─── Dataset content ───
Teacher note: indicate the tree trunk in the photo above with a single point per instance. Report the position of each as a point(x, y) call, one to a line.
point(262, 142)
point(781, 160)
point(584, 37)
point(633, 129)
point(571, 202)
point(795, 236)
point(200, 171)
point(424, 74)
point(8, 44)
───
■ Directions for this task
Start to finish, copy the records above with no differences.

■ Answer section
Teacher note: indicate the tree trunk in the photo above with a single point per instance. Report the position of each as a point(x, y) call, one to a line.
point(262, 142)
point(781, 160)
point(584, 37)
point(633, 129)
point(571, 202)
point(795, 236)
point(200, 171)
point(424, 74)
point(8, 44)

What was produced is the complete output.